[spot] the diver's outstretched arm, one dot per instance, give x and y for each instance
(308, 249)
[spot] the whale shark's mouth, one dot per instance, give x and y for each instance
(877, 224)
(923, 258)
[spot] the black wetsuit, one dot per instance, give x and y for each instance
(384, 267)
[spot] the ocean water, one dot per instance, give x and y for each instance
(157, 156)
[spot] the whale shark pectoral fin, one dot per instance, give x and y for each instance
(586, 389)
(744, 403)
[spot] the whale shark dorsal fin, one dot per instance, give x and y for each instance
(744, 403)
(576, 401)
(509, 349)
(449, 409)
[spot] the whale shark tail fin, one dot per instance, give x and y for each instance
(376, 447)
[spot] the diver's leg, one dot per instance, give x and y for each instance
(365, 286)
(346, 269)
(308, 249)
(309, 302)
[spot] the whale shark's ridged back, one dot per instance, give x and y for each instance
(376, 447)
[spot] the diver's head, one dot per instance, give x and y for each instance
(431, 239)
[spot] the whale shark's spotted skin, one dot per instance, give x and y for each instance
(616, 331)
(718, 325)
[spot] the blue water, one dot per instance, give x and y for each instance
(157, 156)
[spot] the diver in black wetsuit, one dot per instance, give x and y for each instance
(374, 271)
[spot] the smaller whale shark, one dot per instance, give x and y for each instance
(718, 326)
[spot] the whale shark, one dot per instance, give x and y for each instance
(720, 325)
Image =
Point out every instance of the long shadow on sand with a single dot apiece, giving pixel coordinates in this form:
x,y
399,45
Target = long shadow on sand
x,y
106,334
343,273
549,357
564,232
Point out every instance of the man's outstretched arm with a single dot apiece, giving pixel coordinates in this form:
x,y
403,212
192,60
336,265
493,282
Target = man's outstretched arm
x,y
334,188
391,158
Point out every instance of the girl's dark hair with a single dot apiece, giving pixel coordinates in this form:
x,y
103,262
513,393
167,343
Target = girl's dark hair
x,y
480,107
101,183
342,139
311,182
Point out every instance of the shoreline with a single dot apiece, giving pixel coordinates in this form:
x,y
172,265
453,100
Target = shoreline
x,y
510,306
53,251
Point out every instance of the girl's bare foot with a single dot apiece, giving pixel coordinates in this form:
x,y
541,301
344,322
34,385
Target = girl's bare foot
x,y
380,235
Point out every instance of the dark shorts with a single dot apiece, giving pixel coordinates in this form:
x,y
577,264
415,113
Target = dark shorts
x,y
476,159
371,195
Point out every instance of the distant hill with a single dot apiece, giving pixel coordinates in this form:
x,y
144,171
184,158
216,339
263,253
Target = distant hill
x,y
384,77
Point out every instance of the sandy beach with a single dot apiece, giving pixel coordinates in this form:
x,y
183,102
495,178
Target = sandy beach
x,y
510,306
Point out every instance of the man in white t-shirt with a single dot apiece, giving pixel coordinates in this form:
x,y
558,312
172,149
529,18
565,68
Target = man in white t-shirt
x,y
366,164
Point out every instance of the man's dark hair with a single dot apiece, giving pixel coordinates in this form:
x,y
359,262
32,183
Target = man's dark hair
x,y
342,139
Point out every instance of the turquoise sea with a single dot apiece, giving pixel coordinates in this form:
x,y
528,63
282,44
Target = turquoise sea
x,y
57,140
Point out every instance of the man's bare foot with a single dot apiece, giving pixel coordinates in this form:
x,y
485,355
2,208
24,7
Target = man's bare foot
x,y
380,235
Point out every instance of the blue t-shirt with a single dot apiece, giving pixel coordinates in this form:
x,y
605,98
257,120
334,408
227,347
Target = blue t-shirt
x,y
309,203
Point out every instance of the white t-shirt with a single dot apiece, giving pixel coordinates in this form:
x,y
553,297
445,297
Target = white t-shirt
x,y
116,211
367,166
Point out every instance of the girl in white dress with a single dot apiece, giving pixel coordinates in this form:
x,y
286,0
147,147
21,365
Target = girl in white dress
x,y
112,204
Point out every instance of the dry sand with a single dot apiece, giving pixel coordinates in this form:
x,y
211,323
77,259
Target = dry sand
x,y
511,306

+ + + +

#### [ENUNCIADO]
Dispón todas las líneas del material anterior como una tabla Markdown con dos columnas: «Núm», con el número de fila, y «Línea», con el texto de esa línea. Omite las líneas en blanco.

#### [RESPUESTA]
| Núm | Línea |
|---|---|
| 1 | [spot] the diver's outstretched arm, one dot per instance, give x and y for each instance |
| 2 | (308, 249) |
| 3 | [spot] the whale shark's mouth, one dot per instance, give x and y for each instance |
| 4 | (877, 224) |
| 5 | (923, 258) |
| 6 | [spot] the black wetsuit, one dot per instance, give x and y for each instance |
| 7 | (384, 267) |
| 8 | [spot] the ocean water, one dot per instance, give x and y for each instance |
| 9 | (157, 156) |
| 10 | [spot] the whale shark pectoral fin, one dot per instance, give x and y for each instance |
| 11 | (586, 389) |
| 12 | (744, 403) |
| 13 | [spot] the whale shark dorsal fin, one dot per instance, give x and y for each instance |
| 14 | (744, 403) |
| 15 | (576, 401) |
| 16 | (509, 349) |
| 17 | (449, 409) |
| 18 | [spot] the whale shark tail fin, one dot per instance, give x and y for each instance |
| 19 | (376, 447) |
| 20 | [spot] the diver's leg, one dot per instance, give x and y for each instance |
| 21 | (365, 286) |
| 22 | (346, 269) |
| 23 | (308, 249) |
| 24 | (309, 302) |
| 25 | [spot] the whale shark's ridged back, one dot per instance, give x and y for each instance |
| 26 | (376, 447) |
| 27 | [spot] the diver's head, one dot per instance, give x and y for each instance |
| 28 | (431, 239) |
| 29 | [spot] the whale shark's spotted skin, one dot per instance, give x and y for each instance |
| 30 | (616, 331) |
| 31 | (718, 325) |
| 32 | [spot] the blue water, one dot per instance, give x and y for each instance |
| 33 | (157, 156) |
| 34 | [spot] the diver in black wetsuit, one dot per instance, give x and y for each instance |
| 35 | (374, 271) |
| 36 | [spot] the smaller whale shark, one dot per instance, give x and y for each instance |
| 37 | (718, 326) |
| 38 | [spot] the whale shark, one dot per instance, give x and y for each instance |
| 39 | (720, 325) |
| 40 | Image = |
| 41 | Point out every instance of the long shadow on sand with a single dot apiece, giving pixel coordinates in this form: |
| 42 | x,y |
| 43 | 399,45 |
| 44 | Target = long shadow on sand |
| 45 | x,y |
| 46 | 106,334 |
| 47 | 343,273 |
| 48 | 549,357 |
| 49 | 564,232 |
| 50 | Point out every instance of the man's outstretched arm with a single dot apiece, giving pixel coordinates in this form: |
| 51 | x,y |
| 52 | 403,212 |
| 53 | 192,60 |
| 54 | 336,265 |
| 55 | 493,282 |
| 56 | Target = man's outstretched arm |
| 57 | x,y |
| 58 | 334,188 |
| 59 | 391,158 |
| 60 | Point out every instance of the girl's dark hair with a single dot apiece, giving pixel coordinates in this form: |
| 61 | x,y |
| 62 | 103,262 |
| 63 | 513,393 |
| 64 | 167,343 |
| 65 | Target = girl's dark hair |
| 66 | x,y |
| 67 | 480,107 |
| 68 | 101,183 |
| 69 | 342,139 |
| 70 | 311,182 |
| 71 | Point out every instance of the shoreline with a single dot apiece, giving pixel coordinates in this form: |
| 72 | x,y |
| 73 | 172,265 |
| 74 | 453,100 |
| 75 | Target = shoreline |
| 76 | x,y |
| 77 | 510,306 |
| 78 | 53,251 |
| 79 | Point out every instance of the girl's bare foot with a single dot apiece, giving pixel coordinates in this form: |
| 80 | x,y |
| 81 | 541,301 |
| 82 | 344,322 |
| 83 | 34,385 |
| 84 | Target = girl's bare foot |
| 85 | x,y |
| 86 | 380,235 |
| 87 | Point out every instance of the dark shorts with a single dot apiece, giving pixel coordinates in this form: |
| 88 | x,y |
| 89 | 577,264 |
| 90 | 415,113 |
| 91 | Target = dark shorts |
| 92 | x,y |
| 93 | 476,159 |
| 94 | 371,195 |
| 95 | Point out every instance of the distant hill with a single dot apiece, giving pixel coordinates in this form: |
| 96 | x,y |
| 97 | 144,171 |
| 98 | 184,158 |
| 99 | 216,339 |
| 100 | 263,253 |
| 101 | Target = distant hill |
| 102 | x,y |
| 103 | 384,77 |
| 104 | Point out every instance of the sandy beach with a single dot apiece, giving pixel coordinates in this form: |
| 105 | x,y |
| 106 | 183,102 |
| 107 | 495,178 |
| 108 | Target = sandy beach |
| 109 | x,y |
| 110 | 510,306 |
| 111 | Point out every instance of the man in white t-shirt with a single dot apiece, giving pixel coordinates in this form: |
| 112 | x,y |
| 113 | 558,312 |
| 114 | 172,149 |
| 115 | 529,18 |
| 116 | 565,68 |
| 117 | Target = man in white t-shirt |
| 118 | x,y |
| 119 | 366,164 |
| 120 | Point out every instance of the man's dark hair with a single dot apiece, giving pixel coordinates in this form: |
| 121 | x,y |
| 122 | 359,262 |
| 123 | 32,183 |
| 124 | Target = man's dark hair |
| 125 | x,y |
| 126 | 342,139 |
| 127 | Point out every instance of the turquoise sea with a single dot apiece, giving pixel coordinates in this form: |
| 128 | x,y |
| 129 | 528,63 |
| 130 | 282,44 |
| 131 | Target = turquoise sea |
| 132 | x,y |
| 133 | 57,140 |
| 134 | Point out every instance of the man's bare foot with a single dot apiece, giving pixel coordinates in this form: |
| 135 | x,y |
| 136 | 485,355 |
| 137 | 2,208 |
| 138 | 24,7 |
| 139 | Target = man's bare foot |
| 140 | x,y |
| 141 | 380,235 |
| 142 | Point out every instance of the blue t-shirt with a single dot apiece, giving pixel coordinates in this form: |
| 143 | x,y |
| 144 | 605,98 |
| 145 | 257,120 |
| 146 | 334,408 |
| 147 | 227,347 |
| 148 | Target = blue t-shirt |
| 149 | x,y |
| 150 | 309,203 |
| 151 | Point out every instance of the white t-shirt with a single dot apiece, giving pixel coordinates in this form: |
| 152 | x,y |
| 153 | 553,297 |
| 154 | 445,297 |
| 155 | Target = white t-shirt |
| 156 | x,y |
| 157 | 116,211 |
| 158 | 367,166 |
| 159 | Point out every instance of the girl in white dress with a single dot apiece, giving pixel coordinates in this form: |
| 160 | x,y |
| 161 | 286,0 |
| 162 | 147,147 |
| 163 | 21,365 |
| 164 | Target = girl in white dress |
| 165 | x,y |
| 166 | 112,204 |
| 167 | Point out every instance of the dry sand with a single dot apiece, giving pixel coordinates in this form: |
| 168 | x,y |
| 169 | 211,323 |
| 170 | 77,259 |
| 171 | Target = dry sand |
| 172 | x,y |
| 173 | 511,306 |